▶ [Saved data entries]
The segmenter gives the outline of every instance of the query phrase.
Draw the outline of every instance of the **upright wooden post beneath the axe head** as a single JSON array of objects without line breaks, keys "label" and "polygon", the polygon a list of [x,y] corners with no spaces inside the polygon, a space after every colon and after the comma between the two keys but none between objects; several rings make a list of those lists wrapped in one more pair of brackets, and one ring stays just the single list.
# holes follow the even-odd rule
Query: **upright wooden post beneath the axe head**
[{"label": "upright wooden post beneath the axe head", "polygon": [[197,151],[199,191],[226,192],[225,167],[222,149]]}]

▶ [TASK DIRECTIONS]
What lines in the data above carry "outline"? Return them all.

▶ [EXPECTED ANSWER]
The segmenter gives the outline of every instance of the query phrase.
Draw the outline of every instance of the **upright wooden post beneath the axe head** as a single JSON array of objects without line breaks, keys "label" and "polygon", the polygon a list of [x,y] corners with no spaces inside the polygon, a space after every colon and after the comma between the two keys but none between objects; several rings make a list of those lists wrapped in one more pair of brackets, and one ring stays just the single list.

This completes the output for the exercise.